Apply what you read ->
[A] According to the blog post, which community is the writer a member of?
[B] Translate this sentence from the blog post into Spanish: "Processing is something we all experience."
[C] Rename "month" to "week" in the stretch of the blog post from "I must admit" through "my thoughts here.", and give that stretch with the change.

Exercise passage ->
▬▬▬

Becky’s blog: A November to remember

Becky’s blog: A November to remember

By Becky MacLean

Becky slider November

I must admit that I don’t feel like I’ve got a lot to offer for the blog this month. The past month has been both a challenging and inspiring time for me as a member of the Young Adult Cancer Canada (YACC) community. I have a lot of segmented thoughts and feelings floating around in my head, things that would probably make a better post when they are more formed and can really carry a shape of their own. Perhaps it is helpful to talk about that. Processing is something we all experience. Bear with me as I sort some of my thoughts here.

Public speaking

I’ll start by talking about the public speaking. Every time I prepare for a talk I deal with nervousness and anxiety. For some reason, I still expect that my talk will fall on ears that don’t want to hear it, that there might be a lack of compassion on the other end. I fear that my experience isn’t engaging enough. I forget that I have a familiarity with it, and a comfort with it that no one else has. There are times I don’t recognize the strength and power of what I’ve gone through. Yet each time I get the guts to go out and speak I am surprised by my audience.

▬▬▬

Recorded data ->
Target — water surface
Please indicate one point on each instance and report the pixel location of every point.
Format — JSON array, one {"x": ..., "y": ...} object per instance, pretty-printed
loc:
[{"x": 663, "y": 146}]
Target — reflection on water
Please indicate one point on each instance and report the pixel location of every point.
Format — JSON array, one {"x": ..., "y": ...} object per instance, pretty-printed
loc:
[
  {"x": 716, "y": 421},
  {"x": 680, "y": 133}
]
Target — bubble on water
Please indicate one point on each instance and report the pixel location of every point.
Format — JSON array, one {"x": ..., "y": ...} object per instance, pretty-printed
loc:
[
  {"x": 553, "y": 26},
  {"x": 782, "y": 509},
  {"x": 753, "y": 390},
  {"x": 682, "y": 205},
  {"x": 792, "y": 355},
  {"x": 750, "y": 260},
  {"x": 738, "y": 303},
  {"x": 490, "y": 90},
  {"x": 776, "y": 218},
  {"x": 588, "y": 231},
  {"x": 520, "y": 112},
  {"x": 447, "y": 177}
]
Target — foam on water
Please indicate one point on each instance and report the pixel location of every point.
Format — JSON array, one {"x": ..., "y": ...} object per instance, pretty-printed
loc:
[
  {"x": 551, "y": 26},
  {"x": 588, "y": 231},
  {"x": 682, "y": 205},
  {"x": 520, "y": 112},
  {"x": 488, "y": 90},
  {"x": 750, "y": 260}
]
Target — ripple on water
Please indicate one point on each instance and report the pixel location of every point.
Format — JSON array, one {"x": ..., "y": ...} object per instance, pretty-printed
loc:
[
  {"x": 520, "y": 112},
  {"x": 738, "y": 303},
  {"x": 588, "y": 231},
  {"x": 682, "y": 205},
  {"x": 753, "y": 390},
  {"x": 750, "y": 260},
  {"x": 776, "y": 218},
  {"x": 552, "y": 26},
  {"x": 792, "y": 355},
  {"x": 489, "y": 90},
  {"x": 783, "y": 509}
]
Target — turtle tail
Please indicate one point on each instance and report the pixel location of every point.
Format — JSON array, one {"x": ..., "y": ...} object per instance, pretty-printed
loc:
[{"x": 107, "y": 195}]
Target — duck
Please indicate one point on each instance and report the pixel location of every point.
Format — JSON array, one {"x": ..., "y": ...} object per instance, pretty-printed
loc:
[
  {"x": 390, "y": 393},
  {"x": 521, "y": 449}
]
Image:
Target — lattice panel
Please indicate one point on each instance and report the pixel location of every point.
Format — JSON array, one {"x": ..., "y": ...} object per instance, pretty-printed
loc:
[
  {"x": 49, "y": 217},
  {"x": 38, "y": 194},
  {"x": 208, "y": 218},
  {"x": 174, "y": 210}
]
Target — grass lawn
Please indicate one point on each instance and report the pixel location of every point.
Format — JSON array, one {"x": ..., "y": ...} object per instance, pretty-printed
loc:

▬▬▬

Solutions per task ->
[A] The Young Adult Cancer Canada (YACC) community.

[B] Procesar es algo que todos experimentamos.

[C]
I must admit that I don’t feel like I’ve got a lot to offer for the blog this week. The past week has been both a challenging and inspiring time for me as a member of the Young Adult Cancer Canada (YACC) community. I have a lot of segmented thoughts and feelings floating around in my head, things that would probably make a better post when they are more formed and can really carry a shape of their own. Perhaps it is helpful to talk about that. Processing is something we all experience. Bear with me as I sort some of my thoughts here.